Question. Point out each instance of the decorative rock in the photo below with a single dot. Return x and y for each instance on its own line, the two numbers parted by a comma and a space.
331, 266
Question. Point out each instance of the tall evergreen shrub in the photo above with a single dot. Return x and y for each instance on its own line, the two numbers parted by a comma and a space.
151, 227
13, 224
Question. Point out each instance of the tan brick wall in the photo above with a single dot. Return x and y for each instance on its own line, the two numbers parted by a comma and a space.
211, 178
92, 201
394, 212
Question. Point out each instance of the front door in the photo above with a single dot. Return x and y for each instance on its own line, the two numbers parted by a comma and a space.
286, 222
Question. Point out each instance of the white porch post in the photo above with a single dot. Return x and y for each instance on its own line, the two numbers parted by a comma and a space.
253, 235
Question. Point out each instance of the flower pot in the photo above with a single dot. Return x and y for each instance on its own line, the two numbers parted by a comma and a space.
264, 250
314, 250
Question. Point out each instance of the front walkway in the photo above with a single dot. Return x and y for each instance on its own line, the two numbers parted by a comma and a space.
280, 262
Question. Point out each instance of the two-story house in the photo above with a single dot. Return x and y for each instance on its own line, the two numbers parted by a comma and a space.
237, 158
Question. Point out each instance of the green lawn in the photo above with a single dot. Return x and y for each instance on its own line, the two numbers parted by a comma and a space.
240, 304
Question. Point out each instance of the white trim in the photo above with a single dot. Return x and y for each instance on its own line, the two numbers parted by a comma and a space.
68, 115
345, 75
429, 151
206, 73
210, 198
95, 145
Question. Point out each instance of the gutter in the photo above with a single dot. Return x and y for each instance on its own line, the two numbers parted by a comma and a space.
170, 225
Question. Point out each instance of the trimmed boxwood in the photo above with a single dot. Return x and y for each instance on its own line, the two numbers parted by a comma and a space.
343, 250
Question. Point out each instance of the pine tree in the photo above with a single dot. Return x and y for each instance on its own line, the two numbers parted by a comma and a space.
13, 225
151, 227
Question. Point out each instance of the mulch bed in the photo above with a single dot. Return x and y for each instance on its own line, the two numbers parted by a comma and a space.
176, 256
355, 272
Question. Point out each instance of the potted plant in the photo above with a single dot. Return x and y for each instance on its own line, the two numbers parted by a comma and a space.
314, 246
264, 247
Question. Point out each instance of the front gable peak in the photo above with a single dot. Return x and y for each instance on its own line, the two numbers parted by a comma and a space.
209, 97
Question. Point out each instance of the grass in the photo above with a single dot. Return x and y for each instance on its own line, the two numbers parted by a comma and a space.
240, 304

» **Task item**
Reproduce the entire listing above exactly, leaving nothing out.

» **Exercise answer**
Question. Point out each instance of the decorative rock in the photo below with a single dot. Return x and y for each instance on its own line, the two numbers parted by a comma and a space.
331, 266
Question. Point out each instance of the tall evergreen shrub in the photo above with a single dot. Return x and y for each instance on its own line, the two numbers parted by a comma and a space.
151, 227
13, 224
Question. Point out each instance of the tan brick wall in the photo above with a single dot. Return x and y for each instance on its own line, the two numbers parted by a comma and a space.
211, 178
92, 201
394, 212
Question. Point out each instance of the front door in the photo above with a single dot. Return x and y for each instance on its own line, the two numbers parted by a comma and a space.
286, 222
Question. Point out each instance of the white porch post in the photo above with a single dot. Return x and y for each instance on its own line, the two numbers parted by a comma and a space.
253, 235
Question. Point out each instance of the flower pot in the photo above with a single dot. Return x and y for each instance on its own line, the two numbers parted by a comma and a space.
264, 250
314, 250
Question. Point out each instance of the front walkway in the photo above with a single dot. Return x and y for each instance on its own line, the two numbers parted by a comma and a space.
280, 262
Question. Point out each instance of the two-story house in the photo above with a single dot. Return x and y for each instance on its own line, the two numbers parted by a comma and a space.
237, 158
Question. Point out each instance of the green lawn in the photo above with a single dot. Return x and y for each instance on its own line, the two numbers parted by a comma and a space.
240, 304
Question. Point out each instance of the white trim in the photo above with a single dot. Return x and y for each instance on its own line, the two numbers parted by a comma and a space.
68, 115
345, 75
429, 151
206, 73
210, 198
95, 145
Question. Point out each instance of the gutter in the photo above with a single dot. Return x and y for each instance on its own line, the two numbers parted by a comma and a space.
170, 225
Question. Point out each instance of the trimmed boxwood in the photo above with a single dot. Return x and y for each instance on its own line, the two numbers parted by a comma and a space.
343, 250
Question. Point out each instance of the pine tree in the photo above with a single dot. Return x and y for each instance on its own line, the two numbers parted by a comma and a space.
13, 225
151, 227
Question. Point out each instance of the mulch bed in the photo above with a single dot. Return x and y for each instance on its own line, the two numbers parted by a comma and a space.
176, 256
355, 272
Question. Point out each instance of the potted plant in the photo above with a single dot. Return x and y for each instance on its own line, the two numbers parted by a comma and a space.
314, 246
264, 247
Question. Point out each instance of the front gable peak in the photo above with a single dot. Return x and y for each instance on its own line, the two numbers parted by a comma and a space.
209, 97
Question. Point out each instance of the grass in the photo above with a single dot. Return x and y for each instance on its own line, the two numbers parted by a comma and a space.
240, 304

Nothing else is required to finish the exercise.